• **Text**
--------------------------------

Elementary Matrices

In a previous blog, I talked elementary matrices and showed that if two matrices A,B are row equivalent, then there exists a matrix P such that A = PB where P is a product of elementary matrices (see Theorem 5, here).

Today, I will extend this result and show that if a matrix A is invertible (see Definition 1, here), then it is equal to product of elementary matrices.

The content in today's blog is taken from Matrices and Linear Algebra by Hans Schneider and George Phillip Barker.

Lemma 1: Only square matrices are invertible.

Proof:

(1) Let A be an n x m matix where n ≠ m.

(2) To be invertible, there must exist a matrix B such that AB = BA = I (see Definition 1, here)

(3) Let's assume that B is a p x q matrix.

(4) In order for A to multiply with B, then p = m and the result AB is an n x q matrix. (See here for review of matrix multiplication)

(5) In order for B to multiply with A, q must = n and BA is then a p x m matrix.

(6) Since p must = m and q must = n, AB is an n x n matrix and BA is an m x m matrix.

(7) But AB ≠ BA since m ≠ n so there is no such B that satisfies the conditions in step #2.

(8) So, we reject our assumption in step #1 and conclude that n = m and A is therefore a square matrix.

QED

From a previous result, we know that each m x n matrix has a unique reduced echelon form (see Corollary 3.1, here).

Definition 1: A_r

I will denote the unique reduced echelon form of a given m x n matrix A as A_r.

[For review of reduced echelon form, see Definition 2, here]

Definition 2: Rank

The rank r of an m x n matrix A is the number of nonzero rows in its reduced echelon form A_r

Lemma 2: If A is invertible, then A_r is invertible.

Proof:

(1) A_r = E₁E₂...E_nA where E_i is an elementary matrix [See Theorem 5, here]

(2) Since each elementary matrix is invertible [see Lemma 4, here], we know that E₁E₂....E_n is invertible. [See Lemma 3, here]

(3) So, we can multiply the inverse of E₁*...*E_n to both sides to get:

(E₁*...*E_n)^-1A = I*A_r=A_r

(4) But since (E₁*...*E_n)^-1 is invertible and A is invertible, then A_r must also be invertible [See Lemma 3, here].

QED

Lemma 3: If a matrix A is invertible, then its rank is equal to its number of rows.

Proof:

(1) Assume that A is invertible.

(2) Since A is invertible, we know that A_r is invertible. [See Lemma 2 above]

(3) Let X = A_r^-1, B = A_r

(4) From Lemma 1 above, we know that A,A_r is an n x n matrix.

--------------------------------

• **Prompt 1**
Which book does the elementary matrices text name as the source of its content?
• **Prompt 2**
Copy the elementary matrices text from "(6) Since p" up to and including "Corollary 3.1, here).", and replace "step" with "line".

• **Provided data**
--------------------------------

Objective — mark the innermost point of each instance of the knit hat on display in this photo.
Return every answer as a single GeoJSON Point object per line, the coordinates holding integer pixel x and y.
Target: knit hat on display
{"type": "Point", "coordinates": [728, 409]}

--------------------------------

• **Written reply 1**
Matrices and Linear Algebra by Hans Schneider and George Phillip Barker.

• **Written reply 2**
(6) Since p must = m and q must = n, AB is an n x n matrix and BA is an m x m matrix.

(7) But AB ≠ BA since m ≠ n so there is no such B that satisfies the conditions in line #2.

(8) So, we reject our assumption in line #1 and conclude that n = m and A is therefore a square matrix.

QED

From a previous result, we know that each m x n matrix has a unique reduced echelon form (see Corollary 3.1, here).